- Text shown
Friday, March 24, 2017

That One Special First Book...

Each one of my children has one special book we bought for them. Something that we could read early on to them, but also something that said just how we felt about them coming into the world. 

For our first baby, it was "On the Day You Were Born" by Debra Frasier. I ordered it a week before my baby arrived. It has simple, figurative illustrations but loving text about how monumental the birth of a new soul into the world is. Our copy wasn't a board book, so over the years it has taken a beating, but I hope to give that copy to our daughter when she is grown. 


For our son, my second child, I wasn't able to choose anything until he was really here. You worry you don't know how to love someone as much as your first baby, but that was gone once I met him. He is so beautiful and kind, and he was as a baby, and even other nurses came into his hospital room just to watch him. My love for him was no less fierce and expanded my heart just as much. I wanted to make sure he knew that, so I chose "I Love You As Much..." by Laura Krauss Melmed. It has gorgeous illustrations and is very close to nature in how it runs through texts of animal mothers and babies, and it was perfect for him.

- Supplied information

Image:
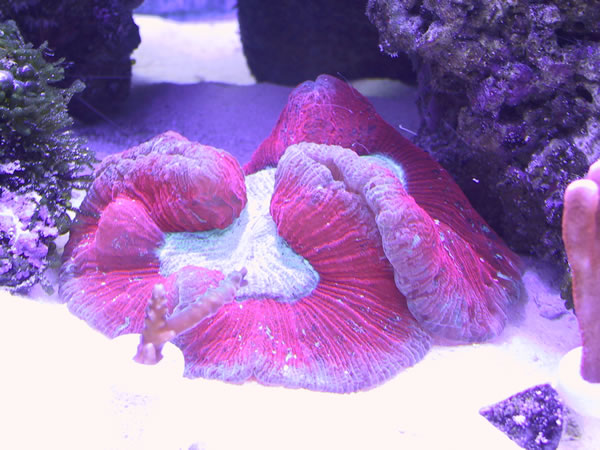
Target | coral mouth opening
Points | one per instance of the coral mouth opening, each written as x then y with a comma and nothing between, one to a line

- Exercise A
Answer these from the post about a first book for each child:
(i) Who wrote the book chosen for the first baby?
(ii) How long before that baby arrived was the book ordered?
(iii) What book was chosen for the son?
- Exercise B
Transcribe the part of the post about a first book for each child starting with "For our son, my" and going on through "perfect for him.".

- Exercise response A
(i) Debra Frasier
(ii) A week
(iii) "I Love You As Much..." by Laura Krauss Melmed

- Exercise response B
For our son, my second child, I wasn't able to choose anything until he was really here. You worry you don't know how to love someone as much as your first baby, but that was gone once I met him. He is so beautiful and kind, and he was as a baby, and even other nurses came into his hospital room just to watch him. My love for him was no less fierce and expanded my heart just as much. I wanted to make sure he knew that, so I chose "I Love You As Much..." by Laura Krauss Melmed. It has gorgeous illustrations and is very close to nature in how it runs through texts of animal mothers and babies, and it was perfect for him.